Collection entries:
= Beginning of Section =

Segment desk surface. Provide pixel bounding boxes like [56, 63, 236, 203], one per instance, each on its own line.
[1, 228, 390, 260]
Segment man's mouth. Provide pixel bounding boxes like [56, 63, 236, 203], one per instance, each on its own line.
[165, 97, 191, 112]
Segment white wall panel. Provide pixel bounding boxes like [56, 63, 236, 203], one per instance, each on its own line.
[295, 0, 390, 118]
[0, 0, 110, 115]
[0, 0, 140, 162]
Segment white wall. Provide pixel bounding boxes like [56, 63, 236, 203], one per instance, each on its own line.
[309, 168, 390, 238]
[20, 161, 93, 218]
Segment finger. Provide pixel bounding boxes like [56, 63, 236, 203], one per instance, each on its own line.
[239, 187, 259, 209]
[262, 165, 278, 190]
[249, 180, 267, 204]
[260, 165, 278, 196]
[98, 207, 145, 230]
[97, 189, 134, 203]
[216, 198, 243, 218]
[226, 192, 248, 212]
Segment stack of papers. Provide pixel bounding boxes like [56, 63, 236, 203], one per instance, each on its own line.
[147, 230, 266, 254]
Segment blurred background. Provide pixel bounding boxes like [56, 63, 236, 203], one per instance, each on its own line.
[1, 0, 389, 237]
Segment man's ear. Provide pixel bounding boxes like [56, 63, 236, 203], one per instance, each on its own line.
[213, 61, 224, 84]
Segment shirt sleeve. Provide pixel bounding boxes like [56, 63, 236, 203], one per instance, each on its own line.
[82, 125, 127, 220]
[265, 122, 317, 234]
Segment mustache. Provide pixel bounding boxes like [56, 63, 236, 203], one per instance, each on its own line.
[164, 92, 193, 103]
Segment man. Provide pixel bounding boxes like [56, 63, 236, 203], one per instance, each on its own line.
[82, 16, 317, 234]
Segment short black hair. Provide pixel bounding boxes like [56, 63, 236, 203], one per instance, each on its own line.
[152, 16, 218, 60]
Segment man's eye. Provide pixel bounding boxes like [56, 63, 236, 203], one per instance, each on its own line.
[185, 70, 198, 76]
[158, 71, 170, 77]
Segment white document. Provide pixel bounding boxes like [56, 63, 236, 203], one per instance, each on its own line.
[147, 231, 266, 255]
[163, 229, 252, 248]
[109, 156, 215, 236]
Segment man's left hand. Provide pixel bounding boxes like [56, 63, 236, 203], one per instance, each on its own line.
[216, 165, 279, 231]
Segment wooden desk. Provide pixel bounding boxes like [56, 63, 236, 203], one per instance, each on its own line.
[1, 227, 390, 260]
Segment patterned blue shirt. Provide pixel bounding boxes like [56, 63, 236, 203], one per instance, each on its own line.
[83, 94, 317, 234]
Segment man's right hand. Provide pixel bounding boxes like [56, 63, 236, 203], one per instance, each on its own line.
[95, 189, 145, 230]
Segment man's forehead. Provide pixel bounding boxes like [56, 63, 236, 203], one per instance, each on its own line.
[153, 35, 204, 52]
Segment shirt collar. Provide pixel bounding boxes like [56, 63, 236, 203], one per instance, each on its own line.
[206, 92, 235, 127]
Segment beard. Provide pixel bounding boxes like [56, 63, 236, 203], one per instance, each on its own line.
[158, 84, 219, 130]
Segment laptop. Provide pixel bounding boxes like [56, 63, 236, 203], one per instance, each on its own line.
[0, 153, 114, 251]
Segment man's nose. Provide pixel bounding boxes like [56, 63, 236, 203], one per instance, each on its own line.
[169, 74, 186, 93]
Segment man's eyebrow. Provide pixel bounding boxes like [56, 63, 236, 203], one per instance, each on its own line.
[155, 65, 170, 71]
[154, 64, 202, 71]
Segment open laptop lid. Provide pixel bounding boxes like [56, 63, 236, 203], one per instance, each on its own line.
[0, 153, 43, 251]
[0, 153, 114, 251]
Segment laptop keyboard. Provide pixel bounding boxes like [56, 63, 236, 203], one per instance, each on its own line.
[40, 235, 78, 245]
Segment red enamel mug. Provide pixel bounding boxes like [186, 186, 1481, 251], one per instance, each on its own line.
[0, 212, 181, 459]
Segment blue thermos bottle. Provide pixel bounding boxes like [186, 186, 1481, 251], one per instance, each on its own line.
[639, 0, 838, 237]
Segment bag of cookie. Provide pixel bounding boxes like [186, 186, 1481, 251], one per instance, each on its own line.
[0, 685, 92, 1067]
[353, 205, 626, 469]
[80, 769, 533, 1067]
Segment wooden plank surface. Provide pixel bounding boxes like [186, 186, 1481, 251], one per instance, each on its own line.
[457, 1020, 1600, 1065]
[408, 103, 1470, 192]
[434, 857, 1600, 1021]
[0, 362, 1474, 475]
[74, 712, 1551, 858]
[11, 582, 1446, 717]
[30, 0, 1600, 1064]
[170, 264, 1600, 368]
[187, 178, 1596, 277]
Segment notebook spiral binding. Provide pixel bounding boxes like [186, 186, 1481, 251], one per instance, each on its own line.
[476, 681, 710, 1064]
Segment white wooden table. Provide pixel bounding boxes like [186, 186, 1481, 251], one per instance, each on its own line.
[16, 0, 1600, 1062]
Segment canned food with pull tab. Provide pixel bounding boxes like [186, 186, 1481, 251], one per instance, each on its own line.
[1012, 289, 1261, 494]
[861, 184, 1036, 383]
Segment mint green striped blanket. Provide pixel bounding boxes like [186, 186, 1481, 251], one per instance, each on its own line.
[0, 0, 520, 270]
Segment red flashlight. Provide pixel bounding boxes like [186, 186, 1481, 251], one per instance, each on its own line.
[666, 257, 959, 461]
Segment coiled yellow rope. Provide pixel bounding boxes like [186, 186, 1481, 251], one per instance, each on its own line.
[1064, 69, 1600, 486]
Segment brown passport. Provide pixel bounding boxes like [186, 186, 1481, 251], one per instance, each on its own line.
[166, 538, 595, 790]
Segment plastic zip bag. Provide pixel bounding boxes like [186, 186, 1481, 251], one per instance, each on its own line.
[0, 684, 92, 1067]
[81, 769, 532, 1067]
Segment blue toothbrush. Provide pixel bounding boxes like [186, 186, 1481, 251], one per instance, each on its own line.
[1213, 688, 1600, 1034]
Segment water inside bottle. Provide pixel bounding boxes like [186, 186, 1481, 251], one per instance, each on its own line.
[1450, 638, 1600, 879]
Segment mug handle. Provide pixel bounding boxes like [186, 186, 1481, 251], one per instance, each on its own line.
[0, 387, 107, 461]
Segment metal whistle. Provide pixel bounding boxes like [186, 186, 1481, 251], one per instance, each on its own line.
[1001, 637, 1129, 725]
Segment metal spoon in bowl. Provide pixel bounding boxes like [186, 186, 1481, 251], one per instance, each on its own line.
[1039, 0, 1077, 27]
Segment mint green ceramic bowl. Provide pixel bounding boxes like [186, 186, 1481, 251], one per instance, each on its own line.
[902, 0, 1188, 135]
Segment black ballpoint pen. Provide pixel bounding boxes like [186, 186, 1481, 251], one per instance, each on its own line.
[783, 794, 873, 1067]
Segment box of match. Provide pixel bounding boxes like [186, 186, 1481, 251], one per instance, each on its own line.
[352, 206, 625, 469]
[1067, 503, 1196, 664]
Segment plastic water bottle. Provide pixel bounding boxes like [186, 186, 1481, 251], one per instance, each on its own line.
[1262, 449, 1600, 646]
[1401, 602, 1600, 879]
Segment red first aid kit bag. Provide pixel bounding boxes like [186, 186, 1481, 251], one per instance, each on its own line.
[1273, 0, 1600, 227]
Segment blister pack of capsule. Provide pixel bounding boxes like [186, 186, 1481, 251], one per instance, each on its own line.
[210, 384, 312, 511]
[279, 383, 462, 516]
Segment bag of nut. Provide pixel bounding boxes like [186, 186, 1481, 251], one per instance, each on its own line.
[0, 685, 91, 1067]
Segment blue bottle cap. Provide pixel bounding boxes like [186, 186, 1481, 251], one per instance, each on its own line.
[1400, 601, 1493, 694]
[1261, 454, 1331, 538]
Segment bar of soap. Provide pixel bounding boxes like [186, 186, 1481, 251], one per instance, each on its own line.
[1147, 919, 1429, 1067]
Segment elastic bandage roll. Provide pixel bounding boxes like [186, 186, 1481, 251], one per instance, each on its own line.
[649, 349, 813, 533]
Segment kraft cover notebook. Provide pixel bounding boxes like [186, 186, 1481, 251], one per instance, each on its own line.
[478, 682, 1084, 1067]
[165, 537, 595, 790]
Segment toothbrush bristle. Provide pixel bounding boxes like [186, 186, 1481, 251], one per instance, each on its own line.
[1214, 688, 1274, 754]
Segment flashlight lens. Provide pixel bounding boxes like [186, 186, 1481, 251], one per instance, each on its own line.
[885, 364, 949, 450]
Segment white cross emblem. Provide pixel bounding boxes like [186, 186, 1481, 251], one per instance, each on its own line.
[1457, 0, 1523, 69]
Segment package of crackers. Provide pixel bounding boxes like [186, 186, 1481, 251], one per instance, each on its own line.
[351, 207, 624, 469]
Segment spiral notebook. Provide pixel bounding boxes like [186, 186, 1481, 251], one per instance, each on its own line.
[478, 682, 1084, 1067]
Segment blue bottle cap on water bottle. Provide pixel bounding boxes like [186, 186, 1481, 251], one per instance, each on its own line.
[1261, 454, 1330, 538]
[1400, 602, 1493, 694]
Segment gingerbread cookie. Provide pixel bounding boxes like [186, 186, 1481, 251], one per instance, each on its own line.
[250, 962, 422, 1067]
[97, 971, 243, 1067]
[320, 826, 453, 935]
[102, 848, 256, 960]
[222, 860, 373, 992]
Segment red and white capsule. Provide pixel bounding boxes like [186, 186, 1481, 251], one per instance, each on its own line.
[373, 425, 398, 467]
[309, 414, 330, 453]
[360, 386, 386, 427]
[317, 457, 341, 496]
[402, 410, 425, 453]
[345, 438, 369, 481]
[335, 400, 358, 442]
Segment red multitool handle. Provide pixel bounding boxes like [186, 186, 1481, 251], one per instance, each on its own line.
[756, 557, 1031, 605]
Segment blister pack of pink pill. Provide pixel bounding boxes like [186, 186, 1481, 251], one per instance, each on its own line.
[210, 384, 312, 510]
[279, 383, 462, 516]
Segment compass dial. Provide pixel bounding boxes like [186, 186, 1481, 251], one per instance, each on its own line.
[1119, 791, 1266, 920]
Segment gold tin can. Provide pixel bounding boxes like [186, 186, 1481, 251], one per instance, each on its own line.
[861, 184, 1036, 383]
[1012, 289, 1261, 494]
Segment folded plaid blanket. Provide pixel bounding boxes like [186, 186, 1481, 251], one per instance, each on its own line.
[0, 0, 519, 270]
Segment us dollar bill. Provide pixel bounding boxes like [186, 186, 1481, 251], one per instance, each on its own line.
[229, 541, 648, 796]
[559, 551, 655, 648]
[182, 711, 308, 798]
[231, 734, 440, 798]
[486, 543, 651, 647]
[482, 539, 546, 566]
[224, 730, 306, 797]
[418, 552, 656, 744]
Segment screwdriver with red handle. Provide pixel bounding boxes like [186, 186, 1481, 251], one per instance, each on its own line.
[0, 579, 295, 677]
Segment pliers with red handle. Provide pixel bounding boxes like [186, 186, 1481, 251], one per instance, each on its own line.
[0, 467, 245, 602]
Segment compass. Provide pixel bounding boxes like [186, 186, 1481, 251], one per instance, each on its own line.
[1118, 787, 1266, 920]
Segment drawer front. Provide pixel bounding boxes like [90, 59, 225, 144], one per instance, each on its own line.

= End of Section =

Look above for the line containing "Segment compass dial."; copy from it through the last line, exactly, and nothing more.

### Response to this exercise
Segment compass dial. Provide pixel bounding boxes like [186, 186, 1481, 251], one per instance, each on its own line.
[1119, 791, 1266, 920]
Segment gold tin can. Provide pixel bounding boxes like [186, 186, 1481, 251], one per instance, each on its own line.
[861, 184, 1036, 383]
[1012, 289, 1261, 494]
Segment folded plaid blanket. Provide pixel bounding boxes like [186, 186, 1481, 251], one per instance, each on its own line.
[0, 0, 519, 270]
Segment us dollar bill. Provide pixel bounding boxes like [186, 186, 1481, 251], one per instance, each on its own line.
[229, 541, 648, 796]
[559, 551, 655, 648]
[182, 711, 308, 798]
[231, 734, 440, 798]
[486, 543, 651, 647]
[482, 539, 546, 566]
[224, 730, 306, 797]
[418, 552, 656, 744]
Segment screwdriver with red handle. Provide pixel bounding boxes like [186, 186, 1481, 251], one per instance, each on its own line.
[0, 579, 295, 677]
Segment pliers with red handle. Provide pixel bounding boxes like [186, 186, 1481, 251], one per instance, each on its own line.
[0, 467, 245, 602]
Segment compass. Provide pixel bounding boxes like [186, 186, 1481, 251], one per instance, each on its own line.
[1118, 787, 1266, 920]
Segment drawer front. Provide pixel bounding boxes like [90, 59, 225, 144], one per instance, each on its own line.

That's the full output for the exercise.